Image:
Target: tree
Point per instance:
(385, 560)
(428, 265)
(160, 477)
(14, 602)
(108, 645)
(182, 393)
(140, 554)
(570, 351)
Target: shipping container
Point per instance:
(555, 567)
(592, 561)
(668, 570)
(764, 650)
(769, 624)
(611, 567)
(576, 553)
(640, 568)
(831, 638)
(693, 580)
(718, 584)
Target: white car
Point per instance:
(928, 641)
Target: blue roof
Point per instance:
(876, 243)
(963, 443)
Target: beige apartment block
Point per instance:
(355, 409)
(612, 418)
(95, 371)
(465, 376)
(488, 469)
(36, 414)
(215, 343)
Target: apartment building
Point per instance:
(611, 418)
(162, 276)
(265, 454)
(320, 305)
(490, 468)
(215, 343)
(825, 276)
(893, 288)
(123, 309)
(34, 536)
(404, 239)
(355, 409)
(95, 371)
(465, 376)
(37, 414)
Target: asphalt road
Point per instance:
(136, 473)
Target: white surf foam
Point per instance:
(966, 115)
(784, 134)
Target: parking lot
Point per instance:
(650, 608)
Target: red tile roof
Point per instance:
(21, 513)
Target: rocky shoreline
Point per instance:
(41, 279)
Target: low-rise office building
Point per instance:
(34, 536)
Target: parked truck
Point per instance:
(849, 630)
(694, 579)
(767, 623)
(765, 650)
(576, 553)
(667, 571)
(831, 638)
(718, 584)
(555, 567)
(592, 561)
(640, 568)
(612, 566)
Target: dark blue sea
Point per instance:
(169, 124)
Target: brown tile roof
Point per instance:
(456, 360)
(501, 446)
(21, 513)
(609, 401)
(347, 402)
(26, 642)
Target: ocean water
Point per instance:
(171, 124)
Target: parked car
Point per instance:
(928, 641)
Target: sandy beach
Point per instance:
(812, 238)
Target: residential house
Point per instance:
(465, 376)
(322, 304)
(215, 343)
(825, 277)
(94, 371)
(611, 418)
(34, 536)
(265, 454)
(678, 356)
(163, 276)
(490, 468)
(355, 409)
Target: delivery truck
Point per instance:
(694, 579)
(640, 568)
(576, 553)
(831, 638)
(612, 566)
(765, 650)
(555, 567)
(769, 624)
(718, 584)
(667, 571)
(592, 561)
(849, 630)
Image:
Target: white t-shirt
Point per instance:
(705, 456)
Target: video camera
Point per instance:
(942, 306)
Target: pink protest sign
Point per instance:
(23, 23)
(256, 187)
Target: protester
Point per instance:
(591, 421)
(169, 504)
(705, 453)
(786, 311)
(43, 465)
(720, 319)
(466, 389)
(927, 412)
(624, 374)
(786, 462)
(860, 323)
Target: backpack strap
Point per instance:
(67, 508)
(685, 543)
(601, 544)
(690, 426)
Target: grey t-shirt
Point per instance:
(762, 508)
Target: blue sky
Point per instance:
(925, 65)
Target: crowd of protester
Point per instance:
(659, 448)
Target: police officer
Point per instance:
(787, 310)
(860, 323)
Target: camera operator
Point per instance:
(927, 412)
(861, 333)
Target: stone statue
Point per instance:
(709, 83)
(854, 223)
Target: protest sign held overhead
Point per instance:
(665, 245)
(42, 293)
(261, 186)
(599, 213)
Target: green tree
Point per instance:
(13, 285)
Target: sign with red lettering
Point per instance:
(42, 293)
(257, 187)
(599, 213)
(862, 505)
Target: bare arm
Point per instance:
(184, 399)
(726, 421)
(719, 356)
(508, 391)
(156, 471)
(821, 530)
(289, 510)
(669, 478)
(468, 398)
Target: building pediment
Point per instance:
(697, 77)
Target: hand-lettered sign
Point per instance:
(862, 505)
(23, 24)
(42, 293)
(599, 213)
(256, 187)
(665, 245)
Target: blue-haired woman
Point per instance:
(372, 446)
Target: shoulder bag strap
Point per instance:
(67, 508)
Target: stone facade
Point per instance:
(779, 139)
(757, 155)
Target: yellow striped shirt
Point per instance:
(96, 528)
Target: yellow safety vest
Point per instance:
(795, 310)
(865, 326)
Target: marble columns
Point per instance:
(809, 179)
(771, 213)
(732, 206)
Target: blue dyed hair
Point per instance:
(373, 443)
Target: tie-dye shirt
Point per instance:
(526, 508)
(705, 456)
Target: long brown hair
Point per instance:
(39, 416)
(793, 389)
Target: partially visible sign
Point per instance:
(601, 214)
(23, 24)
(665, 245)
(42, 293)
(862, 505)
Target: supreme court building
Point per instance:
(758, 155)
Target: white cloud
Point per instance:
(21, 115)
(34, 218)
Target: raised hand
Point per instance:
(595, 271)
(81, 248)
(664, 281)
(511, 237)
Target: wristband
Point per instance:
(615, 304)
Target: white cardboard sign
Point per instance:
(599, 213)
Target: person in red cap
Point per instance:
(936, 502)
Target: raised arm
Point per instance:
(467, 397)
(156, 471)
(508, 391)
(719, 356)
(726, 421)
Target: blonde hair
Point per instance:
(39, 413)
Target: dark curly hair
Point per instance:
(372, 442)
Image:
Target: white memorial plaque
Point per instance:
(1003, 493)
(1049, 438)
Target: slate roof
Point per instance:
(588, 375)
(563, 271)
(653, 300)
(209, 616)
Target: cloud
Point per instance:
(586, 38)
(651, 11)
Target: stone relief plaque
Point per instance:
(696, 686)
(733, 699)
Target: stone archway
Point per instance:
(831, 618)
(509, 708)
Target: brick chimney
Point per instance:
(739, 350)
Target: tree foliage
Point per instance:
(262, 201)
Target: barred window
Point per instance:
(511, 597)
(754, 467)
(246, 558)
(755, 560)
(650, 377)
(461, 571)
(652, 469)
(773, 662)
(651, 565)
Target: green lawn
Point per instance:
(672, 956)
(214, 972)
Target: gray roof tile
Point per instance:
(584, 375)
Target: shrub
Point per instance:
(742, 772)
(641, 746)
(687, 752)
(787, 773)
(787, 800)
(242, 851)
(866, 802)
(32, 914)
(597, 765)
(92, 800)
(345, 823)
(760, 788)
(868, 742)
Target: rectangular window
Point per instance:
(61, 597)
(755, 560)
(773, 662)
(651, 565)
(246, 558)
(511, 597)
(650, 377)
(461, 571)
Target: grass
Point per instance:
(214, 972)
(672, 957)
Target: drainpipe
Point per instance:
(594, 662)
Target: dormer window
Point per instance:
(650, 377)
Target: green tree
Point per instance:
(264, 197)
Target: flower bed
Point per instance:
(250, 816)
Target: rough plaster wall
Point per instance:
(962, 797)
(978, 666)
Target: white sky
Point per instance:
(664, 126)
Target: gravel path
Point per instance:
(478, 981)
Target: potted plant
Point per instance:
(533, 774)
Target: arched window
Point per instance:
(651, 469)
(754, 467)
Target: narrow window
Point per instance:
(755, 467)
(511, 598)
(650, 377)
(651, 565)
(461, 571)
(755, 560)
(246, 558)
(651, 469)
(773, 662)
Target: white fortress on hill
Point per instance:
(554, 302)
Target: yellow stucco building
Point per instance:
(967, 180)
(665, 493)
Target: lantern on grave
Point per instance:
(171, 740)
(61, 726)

◆ Objective
Can you rewrite the listing above as a Markdown table with the columns "Row" and "Line", one numbered row per line, leaving out any blank lines?

◆ Task answer
| Row | Line |
|---|---|
| 1 | Image: |
| 2 | Target: tree |
| 3 | Point per instance: |
| 4 | (385, 560) |
| 5 | (428, 265) |
| 6 | (160, 477) |
| 7 | (14, 602) |
| 8 | (108, 645) |
| 9 | (182, 393) |
| 10 | (140, 554) |
| 11 | (570, 351) |
| 12 | Target: shipping container |
| 13 | Point per instance: |
| 14 | (555, 567) |
| 15 | (592, 561) |
| 16 | (668, 570) |
| 17 | (764, 650) |
| 18 | (769, 624) |
| 19 | (611, 567) |
| 20 | (576, 553) |
| 21 | (640, 568) |
| 22 | (831, 638) |
| 23 | (693, 580) |
| 24 | (718, 584) |
| 25 | Target: white car |
| 26 | Point per instance: |
| 27 | (928, 641) |
| 28 | Target: blue roof |
| 29 | Point per instance: |
| 30 | (876, 243) |
| 31 | (963, 443) |
| 32 | Target: beige apartment block |
| 33 | Point per instance: |
| 34 | (355, 409) |
| 35 | (612, 418) |
| 36 | (95, 371) |
| 37 | (465, 376) |
| 38 | (488, 469) |
| 39 | (36, 414) |
| 40 | (215, 343) |
| 41 | Target: apartment building |
| 42 | Point per instance: |
| 43 | (611, 418) |
| 44 | (162, 276) |
| 45 | (265, 454) |
| 46 | (320, 305) |
| 47 | (490, 468) |
| 48 | (215, 343) |
| 49 | (825, 276) |
| 50 | (893, 288) |
| 51 | (123, 309) |
| 52 | (34, 536) |
| 53 | (404, 239) |
| 54 | (355, 409) |
| 55 | (95, 371) |
| 56 | (465, 376) |
| 57 | (37, 414) |
| 58 | Target: asphalt road |
| 59 | Point per instance: |
| 60 | (136, 473) |
| 61 | Target: white surf foam |
| 62 | Point per instance: |
| 63 | (966, 115) |
| 64 | (784, 134) |
| 65 | Target: parking lot |
| 66 | Point per instance: |
| 67 | (650, 608) |
| 68 | Target: red tile roof |
| 69 | Point per instance: |
| 70 | (21, 513) |
| 71 | Target: rocky shoreline |
| 72 | Point per instance: |
| 73 | (41, 279) |
| 74 | Target: low-rise office building |
| 75 | Point per instance: |
| 76 | (34, 536) |
| 77 | Target: parked truck |
| 78 | Point per instance: |
| 79 | (849, 630) |
| 80 | (694, 579) |
| 81 | (767, 623) |
| 82 | (765, 650) |
| 83 | (576, 553) |
| 84 | (667, 571) |
| 85 | (831, 638) |
| 86 | (718, 584) |
| 87 | (555, 567) |
| 88 | (592, 561) |
| 89 | (640, 568) |
| 90 | (612, 566) |
| 91 | Target: dark blue sea |
| 92 | Point per instance: |
| 93 | (169, 124) |
| 94 | Target: brown tile roof |
| 95 | Point per instance: |
| 96 | (456, 360) |
| 97 | (501, 446) |
| 98 | (21, 513) |
| 99 | (609, 401) |
| 100 | (347, 402) |
| 101 | (26, 642) |
| 102 | Target: ocean water |
| 103 | Point per instance: |
| 104 | (171, 124) |
| 105 | Target: parked car |
| 106 | Point per instance: |
| 107 | (928, 641) |
| 108 | Target: sandy beach |
| 109 | Point per instance: |
| 110 | (812, 238) |
| 111 | Target: residential house |
| 112 | Point per instance: |
| 113 | (465, 376) |
| 114 | (322, 304) |
| 115 | (215, 343) |
| 116 | (825, 277) |
| 117 | (94, 371) |
| 118 | (611, 418) |
| 119 | (34, 536) |
| 120 | (265, 454) |
| 121 | (678, 356) |
| 122 | (163, 276) |
| 123 | (490, 468) |
| 124 | (355, 409) |
| 125 | Target: delivery truck |
| 126 | Point per instance: |
| 127 | (694, 579) |
| 128 | (640, 568) |
| 129 | (576, 553) |
| 130 | (831, 638) |
| 131 | (612, 566) |
| 132 | (765, 650) |
| 133 | (555, 567) |
| 134 | (769, 624) |
| 135 | (718, 584) |
| 136 | (667, 571) |
| 137 | (592, 561) |
| 138 | (849, 630) |
| 139 | Image: |
| 140 | Target: white t-shirt |
| 141 | Point per instance: |
| 142 | (705, 456) |
| 143 | Target: video camera |
| 144 | Point per instance: |
| 145 | (942, 306) |
| 146 | Target: pink protest sign |
| 147 | Point per instance: |
| 148 | (23, 23) |
| 149 | (256, 187) |
| 150 | Target: protester |
| 151 | Point per instance: |
| 152 | (591, 421) |
| 153 | (169, 504) |
| 154 | (705, 453) |
| 155 | (786, 311) |
| 156 | (43, 465) |
| 157 | (720, 319) |
| 158 | (466, 389) |
| 159 | (927, 412) |
| 160 | (624, 374) |
| 161 | (786, 462) |
| 162 | (860, 323) |
| 163 | Target: backpack strap |
| 164 | Point per instance: |
| 165 | (67, 508) |
| 166 | (685, 543) |
| 167 | (601, 544) |
| 168 | (690, 426) |
| 169 | Target: grey t-shirt |
| 170 | Point per instance: |
| 171 | (762, 508) |
| 172 | Target: blue sky |
| 173 | Point per instance: |
| 174 | (925, 65) |
| 175 | Target: crowd of protester |
| 176 | Point per instance: |
| 177 | (659, 448) |
| 178 | Target: police officer |
| 179 | Point per instance: |
| 180 | (787, 310) |
| 181 | (860, 323) |
| 182 | Target: camera operator |
| 183 | Point per instance: |
| 184 | (927, 412) |
| 185 | (861, 333) |
| 186 | Target: stone statue |
| 187 | Point per instance: |
| 188 | (709, 83) |
| 189 | (854, 223) |
| 190 | Target: protest sign held overhead |
| 191 | Point per instance: |
| 192 | (665, 245) |
| 193 | (42, 293) |
| 194 | (261, 186) |
| 195 | (599, 213) |
| 196 | Target: green tree |
| 197 | Point per instance: |
| 198 | (13, 285) |
| 199 | Target: sign with red lettering |
| 200 | Point per instance: |
| 201 | (42, 293) |
| 202 | (257, 187) |
| 203 | (599, 213) |
| 204 | (862, 505) |
| 205 | Target: bare arm |
| 206 | Point per instance: |
| 207 | (184, 399) |
| 208 | (726, 421) |
| 209 | (719, 356) |
| 210 | (508, 391) |
| 211 | (156, 471) |
| 212 | (821, 530) |
| 213 | (289, 510) |
| 214 | (669, 478) |
| 215 | (468, 398) |
| 216 | Target: building pediment |
| 217 | Point per instance: |
| 218 | (697, 77) |
| 219 | Target: hand-lettered sign |
| 220 | Point per instance: |
| 221 | (862, 505) |
| 222 | (23, 24) |
| 223 | (42, 293) |
| 224 | (599, 213) |
| 225 | (256, 187) |
| 226 | (665, 245) |
| 227 | Target: blue-haired woman |
| 228 | Point per instance: |
| 229 | (372, 446) |
| 230 | Target: shoulder bag strap |
| 231 | Point per instance: |
| 232 | (67, 508) |
| 233 | Target: stone facade |
| 234 | Point per instance: |
| 235 | (779, 139) |
| 236 | (757, 155) |
| 237 | Target: yellow striped shirt |
| 238 | Point per instance: |
| 239 | (96, 528) |
| 240 | Target: yellow safety vest |
| 241 | Point per instance: |
| 242 | (795, 310) |
| 243 | (865, 326) |
| 244 | Target: marble columns |
| 245 | Point per instance: |
| 246 | (809, 179) |
| 247 | (771, 213) |
| 248 | (732, 206) |
| 249 | Target: blue dyed hair |
| 250 | Point per instance: |
| 251 | (373, 443) |
| 252 | Target: tie-dye shirt |
| 253 | Point per instance: |
| 254 | (526, 508) |
| 255 | (705, 456) |
| 256 | Target: long brown hair |
| 257 | Point per instance: |
| 258 | (39, 416) |
| 259 | (793, 389) |
| 260 | Target: partially visible sign |
| 261 | Point per instance: |
| 262 | (601, 214) |
| 263 | (23, 24) |
| 264 | (665, 245) |
| 265 | (42, 293) |
| 266 | (862, 505) |
| 267 | Target: supreme court building |
| 268 | Point per instance: |
| 269 | (758, 155) |
| 270 | Target: white cloud |
| 271 | Point per instance: |
| 272 | (21, 115) |
| 273 | (34, 218) |
| 274 | Target: raised hand |
| 275 | Point per instance: |
| 276 | (595, 271) |
| 277 | (81, 248) |
| 278 | (664, 281) |
| 279 | (511, 237) |
| 280 | Target: wristband |
| 281 | Point per instance: |
| 282 | (615, 304) |
| 283 | Target: white cardboard sign |
| 284 | Point per instance: |
| 285 | (599, 213) |
| 286 | Target: person in red cap |
| 287 | Point per instance: |
| 288 | (936, 502) |
| 289 | Target: raised arm |
| 290 | Point per instance: |
| 291 | (467, 397) |
| 292 | (156, 471) |
| 293 | (508, 391) |
| 294 | (719, 356) |
| 295 | (726, 421) |
| 296 | Target: blonde hair |
| 297 | Point per instance: |
| 298 | (39, 413) |
| 299 | Target: dark curly hair |
| 300 | Point per instance: |
| 301 | (372, 442) |
| 302 | Image: |
| 303 | Target: white memorial plaque |
| 304 | Point per instance: |
| 305 | (1003, 493) |
| 306 | (1049, 438) |
| 307 | Target: slate roof |
| 308 | Point per instance: |
| 309 | (588, 375) |
| 310 | (563, 271) |
| 311 | (653, 300) |
| 312 | (209, 616) |
| 313 | Target: cloud |
| 314 | Point per instance: |
| 315 | (586, 38) |
| 316 | (651, 11) |
| 317 | Target: stone relief plaque |
| 318 | Point per instance: |
| 319 | (696, 686) |
| 320 | (733, 699) |
| 321 | Target: stone archway |
| 322 | Point per instance: |
| 323 | (831, 618) |
| 324 | (509, 708) |
| 325 | Target: brick chimney |
| 326 | Point per instance: |
| 327 | (739, 350) |
| 328 | Target: tree foliage |
| 329 | Point per instance: |
| 330 | (262, 201) |
| 331 | Target: barred window |
| 332 | Point per instance: |
| 333 | (511, 597) |
| 334 | (754, 467) |
| 335 | (246, 558) |
| 336 | (755, 560) |
| 337 | (650, 377) |
| 338 | (461, 571) |
| 339 | (652, 469) |
| 340 | (773, 662) |
| 341 | (651, 565) |
| 342 | Target: green lawn |
| 343 | Point per instance: |
| 344 | (672, 956) |
| 345 | (214, 972) |
| 346 | Target: gray roof tile |
| 347 | Point per instance: |
| 348 | (584, 375) |
| 349 | Target: shrub |
| 350 | Point per instance: |
| 351 | (742, 772) |
| 352 | (641, 746) |
| 353 | (687, 752) |
| 354 | (787, 773) |
| 355 | (787, 800) |
| 356 | (242, 851) |
| 357 | (866, 802) |
| 358 | (32, 914) |
| 359 | (597, 765) |
| 360 | (92, 800) |
| 361 | (345, 823) |
| 362 | (760, 788) |
| 363 | (868, 742) |
| 364 | Target: rectangular window |
| 365 | Point per instance: |
| 366 | (61, 597) |
| 367 | (755, 560) |
| 368 | (773, 662) |
| 369 | (651, 565) |
| 370 | (246, 558) |
| 371 | (511, 597) |
| 372 | (650, 377) |
| 373 | (461, 571) |
| 374 | Target: grass |
| 375 | Point per instance: |
| 376 | (214, 972) |
| 377 | (672, 957) |
| 378 | Target: drainpipe |
| 379 | Point per instance: |
| 380 | (594, 662) |
| 381 | Target: dormer window |
| 382 | Point per instance: |
| 383 | (650, 377) |
| 384 | Target: green tree |
| 385 | Point per instance: |
| 386 | (264, 197) |
| 387 | Target: flower bed |
| 388 | Point per instance: |
| 389 | (250, 816) |
| 390 | Target: rough plaster wall |
| 391 | Point per instance: |
| 392 | (962, 797) |
| 393 | (978, 666) |
| 394 | Target: white sky |
| 395 | Point per instance: |
| 396 | (664, 126) |
| 397 | Target: gravel path |
| 398 | Point per instance: |
| 399 | (478, 981) |
| 400 | Target: potted plant |
| 401 | Point per instance: |
| 402 | (533, 774) |
| 403 | Target: arched window |
| 404 | Point per instance: |
| 405 | (651, 469) |
| 406 | (754, 467) |
| 407 | Target: narrow window |
| 408 | Point per instance: |
| 409 | (755, 467) |
| 410 | (511, 598) |
| 411 | (650, 377) |
| 412 | (651, 565) |
| 413 | (461, 571) |
| 414 | (755, 560) |
| 415 | (246, 558) |
| 416 | (651, 469) |
| 417 | (773, 662) |
| 418 | Target: white fortress on hill |
| 419 | Point per instance: |
| 420 | (554, 302) |
| 421 | Target: yellow stucco building |
| 422 | Point per instance: |
| 423 | (967, 180) |
| 424 | (665, 493) |
| 425 | Target: lantern on grave |
| 426 | Point per instance: |
| 427 | (171, 740) |
| 428 | (61, 726) |